**Reading text**
______

Monitoring the distribution of disk I/O (Section 9.2)
Managing LSM performance (Section 9.3)
Managing hardware RAID subsystem performance (Section 9.4)
Managing Common Access Method (CAM) performance (Section 9.5)
Not all guidelines are appropriate for all disk storage configurations.
Before applying any guideline, be sure that you understand your workload resource
model, as described in
Section 1.8, and the guideline's
benefits and tradeoffs.
9.1 Guidelines for Distributing the Disk I/O Load
Distributing the disk I/O load across devices helps to prevent a single disk, controller, or bus from becoming a bottleneck. It also enables simultaneous I/O operations.
For example, if you have 16 GB of disk storage, you may get better performance from sixteen 1-GB disks rather than four 4-GB disks, because using more spindles (disks) may allow more simultaneous operations. For random I/O operations, 16 disks may be simultaneously seeking instead of four disks. For large sequential data transfers, 16 data streams can be simultaneously working instead of four data streams.
Use the following guidelines to distribute the disk I/O load:
Stripe data or disks.
RAID0 (data or disk striping) enables you to efficiently distribute data across the disks. See Section 11.2.1.5 for detailed information about the benefits of striping. Note that availability decreases as you increase the number of disks in a striped array.
To stripe data, use LSM (see Section 9.3). To stripe disks, use a hardware RAID subsystem (see Section 9.4).
As an alternative to data or disk striping, you can use the Advanced File System (AdvFS) to stripe individual files across disks in a file domain. However, do not stripe a file and also the disk on which it resides. See Section 11.2 for more information.
Use RAID5.
RAID5 distributes disk data and parity data across disks in an array to provide high data availability and to improve read performance. However, RAID5 decreases write performance in a nonfailure state, and decreases read and write performance in a failure state. RAID5 can be used for configurations that are mainly read-intensive. As a cost-efficient alternative to mirroring, you can use RAID5 to improve the availability of rarely accessed data.
To create a RAID5 configuration, use LSM (see Section 9.3) or a hardware RAID subsystem (Section 9.4).
Distribute frequently used file systems across disks and, if possible, different buses and controllers.
Place frequently used file systems on different
disks and, if possible, different buses and controllers.
Directories containing
executable files or temporary files, such as
/var,
/usr, and
/tmp, are often frequently accessed.
If possible, place
/usr
and
/tmp
on
different disks.
You can use the AdvFS
balance
command to balance
the percentage of used space among the disks in an AdvFS file domain.
See
Section 11.2.1.4
for information.
Distribute swap I/O across devices.
To make paging and swapping more efficient and help prevent any single adapter, bus, or disk from becoming a bottleneck, distribute swap space across multiple disks. Do not put multiple swap partitions on the same disk.

______

**Stated goal a**
Output the lines of the records starting with the line that contains "For each instance of the beige" and going on through the end of the records.
The text and the records come from separate, unrelated sources.

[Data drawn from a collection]
______

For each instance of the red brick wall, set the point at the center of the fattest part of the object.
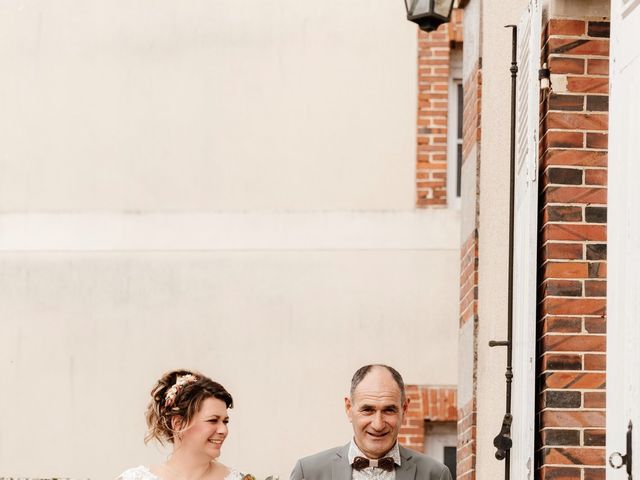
(572, 282)
(433, 85)
(466, 456)
(436, 404)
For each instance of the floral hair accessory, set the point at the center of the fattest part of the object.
(173, 391)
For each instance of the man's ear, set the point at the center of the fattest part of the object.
(405, 405)
(347, 407)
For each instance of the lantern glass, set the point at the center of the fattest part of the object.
(420, 7)
(442, 8)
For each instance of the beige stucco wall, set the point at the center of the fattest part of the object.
(227, 186)
(493, 226)
(198, 105)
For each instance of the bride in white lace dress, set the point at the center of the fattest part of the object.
(189, 411)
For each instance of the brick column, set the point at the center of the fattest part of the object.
(433, 100)
(572, 279)
(427, 403)
(467, 407)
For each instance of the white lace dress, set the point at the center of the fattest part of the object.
(143, 473)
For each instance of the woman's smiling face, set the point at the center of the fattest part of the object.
(207, 430)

______

**Stated goal b**
In the passage on distributing disk I/O, rewrite the part starting with "9.1 Guidelines for" and going on through "simultaneous I/O operations.", with "simultaneous I/O operations" replaced by "parallel I/O operations".

**Full answer a**
For each instance of the beige stucco wall, set the point at the center of the fattest part of the object.
(227, 186)
(493, 226)
(198, 105)
For each instance of the bride in white lace dress, set the point at the center of the fattest part of the object.
(189, 411)
For each instance of the brick column, set the point at the center of the fattest part of the object.
(433, 100)
(572, 279)
(427, 403)
(467, 407)
For each instance of the white lace dress, set the point at the center of the fattest part of the object.
(143, 473)
For each instance of the woman's smiling face, set the point at the center of the fattest part of the object.
(207, 430)

**Full answer b**
9.1 Guidelines for Distributing the Disk I/O Load
Distributing the disk I/O load across devices helps to prevent a single disk, controller, or bus from becoming a bottleneck. It also enables parallel I/O operations.